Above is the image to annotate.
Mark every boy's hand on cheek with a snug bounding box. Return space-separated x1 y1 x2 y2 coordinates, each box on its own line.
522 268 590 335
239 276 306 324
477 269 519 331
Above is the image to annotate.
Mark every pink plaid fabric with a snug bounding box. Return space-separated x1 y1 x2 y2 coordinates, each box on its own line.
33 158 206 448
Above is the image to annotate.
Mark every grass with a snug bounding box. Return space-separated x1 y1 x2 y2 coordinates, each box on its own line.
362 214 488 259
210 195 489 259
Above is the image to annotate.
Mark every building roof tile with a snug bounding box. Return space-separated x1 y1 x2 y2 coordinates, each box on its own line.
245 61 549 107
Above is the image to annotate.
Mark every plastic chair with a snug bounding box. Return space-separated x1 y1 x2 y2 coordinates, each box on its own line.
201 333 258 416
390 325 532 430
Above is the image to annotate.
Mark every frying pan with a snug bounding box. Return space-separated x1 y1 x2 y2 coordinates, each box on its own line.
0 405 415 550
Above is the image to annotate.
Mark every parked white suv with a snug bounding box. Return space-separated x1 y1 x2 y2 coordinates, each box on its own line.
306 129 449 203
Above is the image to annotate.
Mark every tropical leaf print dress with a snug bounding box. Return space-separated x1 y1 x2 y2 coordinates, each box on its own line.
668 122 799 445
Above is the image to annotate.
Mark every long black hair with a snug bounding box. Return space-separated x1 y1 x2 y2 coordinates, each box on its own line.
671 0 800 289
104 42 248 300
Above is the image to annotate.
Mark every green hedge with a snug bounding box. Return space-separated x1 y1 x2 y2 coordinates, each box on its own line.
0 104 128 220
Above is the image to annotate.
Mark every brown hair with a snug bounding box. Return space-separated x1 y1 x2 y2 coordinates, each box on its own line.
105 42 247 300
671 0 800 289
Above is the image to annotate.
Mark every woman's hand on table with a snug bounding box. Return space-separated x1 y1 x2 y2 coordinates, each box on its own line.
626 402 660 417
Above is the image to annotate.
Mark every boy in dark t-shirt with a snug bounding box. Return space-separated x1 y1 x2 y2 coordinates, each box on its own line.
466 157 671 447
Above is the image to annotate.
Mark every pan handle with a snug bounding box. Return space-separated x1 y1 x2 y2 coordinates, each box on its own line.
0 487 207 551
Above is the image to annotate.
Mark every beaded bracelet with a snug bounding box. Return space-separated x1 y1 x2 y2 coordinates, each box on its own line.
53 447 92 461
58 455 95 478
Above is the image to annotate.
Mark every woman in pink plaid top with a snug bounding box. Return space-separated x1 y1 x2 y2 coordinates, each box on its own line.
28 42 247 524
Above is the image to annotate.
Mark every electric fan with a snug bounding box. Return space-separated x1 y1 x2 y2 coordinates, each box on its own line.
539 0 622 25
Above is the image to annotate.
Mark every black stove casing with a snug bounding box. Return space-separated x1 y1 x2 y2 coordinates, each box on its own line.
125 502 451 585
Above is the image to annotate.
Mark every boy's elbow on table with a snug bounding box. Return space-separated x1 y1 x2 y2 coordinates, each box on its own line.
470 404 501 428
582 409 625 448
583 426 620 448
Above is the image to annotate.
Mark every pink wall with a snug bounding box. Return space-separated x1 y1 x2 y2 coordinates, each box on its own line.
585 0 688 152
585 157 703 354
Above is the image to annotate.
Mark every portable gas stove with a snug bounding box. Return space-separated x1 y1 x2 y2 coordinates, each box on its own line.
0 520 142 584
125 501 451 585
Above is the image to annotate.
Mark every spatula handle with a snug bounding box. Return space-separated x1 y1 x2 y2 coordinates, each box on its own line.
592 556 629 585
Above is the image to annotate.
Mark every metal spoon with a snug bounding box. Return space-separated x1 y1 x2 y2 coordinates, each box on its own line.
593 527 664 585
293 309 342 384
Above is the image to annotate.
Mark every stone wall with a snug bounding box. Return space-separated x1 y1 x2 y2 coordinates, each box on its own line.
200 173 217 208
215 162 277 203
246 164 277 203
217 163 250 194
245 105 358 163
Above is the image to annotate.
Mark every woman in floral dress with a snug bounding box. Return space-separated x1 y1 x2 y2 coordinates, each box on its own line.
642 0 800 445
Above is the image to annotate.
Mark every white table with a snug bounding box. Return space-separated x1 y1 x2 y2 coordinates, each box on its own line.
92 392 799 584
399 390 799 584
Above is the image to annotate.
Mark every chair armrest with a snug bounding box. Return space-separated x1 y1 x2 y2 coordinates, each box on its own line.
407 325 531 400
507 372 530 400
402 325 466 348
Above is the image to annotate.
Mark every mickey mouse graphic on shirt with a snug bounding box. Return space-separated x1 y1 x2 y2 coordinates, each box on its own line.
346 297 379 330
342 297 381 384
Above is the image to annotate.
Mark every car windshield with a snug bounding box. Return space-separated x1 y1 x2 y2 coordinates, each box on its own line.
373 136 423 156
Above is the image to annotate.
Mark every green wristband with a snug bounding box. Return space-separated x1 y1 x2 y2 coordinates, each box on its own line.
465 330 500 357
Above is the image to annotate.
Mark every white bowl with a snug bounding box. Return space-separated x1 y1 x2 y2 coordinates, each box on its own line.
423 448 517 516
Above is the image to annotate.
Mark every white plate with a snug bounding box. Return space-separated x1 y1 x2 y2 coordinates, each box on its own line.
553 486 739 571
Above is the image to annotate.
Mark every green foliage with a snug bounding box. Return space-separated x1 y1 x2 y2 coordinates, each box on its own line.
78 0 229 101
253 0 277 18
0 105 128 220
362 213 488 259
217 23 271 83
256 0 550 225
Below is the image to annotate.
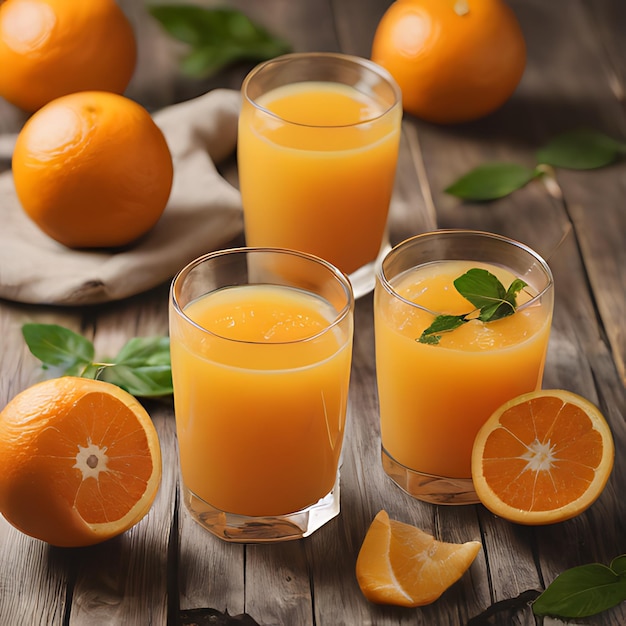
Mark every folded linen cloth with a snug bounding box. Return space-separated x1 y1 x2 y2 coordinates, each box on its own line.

• REQUIRED WORK
The reply must contain every entry above, exactly as written, and none of the pictures.

• TASK RESULT
Above is the image to annotate.
Mark every boy's hand on cheek with a snug bounding box. Return space-separated x1 y1 x2 y2 coordinates, each box on its own line.
522 268 590 335
239 276 306 324
477 269 519 331
Above is the image to annotate.
Mark every pink plaid fabric with a snug bounding box. Return space-separated x1 y1 x2 y2 coordinates, each box on its own line.
33 158 206 448
Above is the image to annotate.
Mark every grass with a snug bounding box. Return space-separated x1 y1 x2 y2 coordinates, each box on its own line.
362 214 488 259
210 195 489 259
Above is the image to annotate.
Mark every building roof tile with a snug bounding box. Return space-separated x1 y1 x2 y2 coordinates, each box on its own line.
245 61 549 107
Above is the image to annotate.
Mark every plastic chair with a snug bounding box. Return space-separated x1 y1 x2 y2 coordinates, each box on its own line.
201 333 258 416
390 325 532 430
Above is the image to annotate.
Mark every frying pan with a snug bounding box. Return space-separated x1 y1 x2 y2 coordinates, each box on its own line.
0 405 415 550
Above is the image to annotate.
Mark every parked white suv with a snug bounding box. Return space-separated x1 y1 x2 y2 coordinates, each box on its own line.
306 129 449 203
Above is the image to annotate.
Mark every tropical leaf print dress with a snug bounding box. Return space-separated x1 y1 x2 y2 coordinates, each box on its own line.
668 122 799 445
Above is the image to annotate.
Mark every long black hair with a snug bounding box. Return space-separated x1 y1 x2 y2 coordinates, each box on its own line.
671 0 800 289
104 42 248 300
Above is the image to annotate.
Mark every green hedge with a snug bounding box. Return space-separated x1 y1 x2 y2 coordinates, each box on its own line.
0 104 128 220
Above is the image to annotate.
Mark every brown hair with a snug bounding box. Return space-separated x1 y1 x2 y2 coordinates, each box on its own line.
105 42 247 300
671 0 800 289
Above is the image to annotate.
Mark every woman's hand on table with a snug bounding box. Return space-separated x1 y1 x2 y2 coordinates, each box on its own line.
626 402 660 417
Above is the image to annotate.
Mark every boy in dark t-shirt with a snug bounding box. Return space-separated x1 y1 x2 y2 coordinates, each box on its own line.
466 157 671 447
Above is the image to annotate.
Mark every pan handle with a snug bounding box. Return space-separated x1 y1 x2 y2 coordinates, each box on its own line.
0 487 207 551
Above is the image to annotate.
Mark every beaded bracelet with a snug bounding box. Return space-separated x1 y1 x2 y2 coordinates, each box on its own line.
53 447 92 461
58 455 95 478
Above is the image to annotate.
Mark every woman in pink plaid top with a snug bounding box. Return space-separated x1 y1 x2 y2 coordinates, each box on its own line.
28 42 247 524
Above is the image to annotate.
Mark every electric fan with a snug bounding box. Return space-separated x1 y1 x2 y2 coordinates, each box on its own line.
539 0 622 25
Above is the image to annotate.
Mark every black stove casing with a snug bounding box. Return space-separated x1 y1 x2 y2 coordinates, each box on its own line.
125 502 451 585
Above is the image to annotate.
Mark every boy's elbow on table with a snug bounding box. Return space-separated x1 y1 x2 y2 coordinates, each box on its own line.
470 404 501 428
582 409 625 448
583 426 620 448
Above is the image to annotate.
Mark every pink wall with a snug bounding box. Return space-separated x1 y1 x2 y2 coordinates, each box on its own line.
585 0 688 152
585 157 703 354
Above is the image to annotate.
Mark every portable gas stove with a snug bounding box. Return space-separated x1 y1 x2 y2 coordinates, each box on its own line.
0 520 142 584
125 501 451 585
Above is the image to annotate.
Mark every spatula handle with a snug bounding box. Return space-separated x1 y1 x2 y2 coordinates, each box on its own line.
592 556 629 585
Above is the image to annotate.
Mark every metal spoon with a snug bounding box. Return space-separated x1 y1 x2 y2 coordinates, each box on its own line.
593 527 664 585
293 309 342 384
Above is the image to annotate.
Mark every stone wall with a snug bounding box. Return space-separated x1 y1 x2 y2 coordinates, each box on its own line.
200 173 217 208
215 162 277 203
246 164 277 203
217 163 250 194
245 105 358 163
Above is the image to annotate.
Mark every woman in floral dress with a snug bounding box. Return space-separated x1 y1 x2 y2 coordinates, each box on its own line.
642 0 800 445
Above is the image to annotate.
Mark every white table with a snug bounding box. Return space-separated x1 y1 x2 y2 coordinates, each box on its own line.
92 392 799 584
399 390 799 584
Above is the image to annotate.
Mark every chair armrest with a snug bounding box. Return space-separated x1 y1 x2 y2 coordinates, each box on its own line.
407 325 531 400
507 372 530 400
402 325 466 348
Above is the image to annotate.
Mark every mickey mouse graphic on shirt with a snug bounding box. Return space-separated x1 y1 x2 y2 coordinates, each box on its own line.
346 297 379 330
342 297 381 384
Above is the image to annotate.
Mark every car windshield with a snug bounding box. Return space-separated x1 y1 x2 y2 coordinates, each box on its own line.
373 136 423 156
Above is the image to annotate.
Mark every green wristband with a snug bounding box. Return space-separated x1 y1 x2 y2 coordinates, each box on its own line.
465 330 500 357
Above is the image to annotate.
Mark every white bowl with a snug bounding box. Return space-separated x1 y1 x2 y2 coordinates, each box on its own line.
423 448 517 516
Above is the image to annotate.
Mark every white plate with a snug bounding box. Return space-separated x1 y1 x2 y2 coordinates, each box on its own line.
553 486 739 571
Above is the image to annotate.
Mark every green foliage with a snug bounding box. Return space-separated x1 y1 x2 y2 coordinates, each box on its own line.
78 0 229 101
253 0 277 18
0 105 128 220
362 213 488 259
217 23 271 83
256 0 550 225
Below is the image to annotate.
Mark every folded linen cloth with a snug bounding box. Return space-separated x1 y1 x2 y2 coordinates, each box on its own line.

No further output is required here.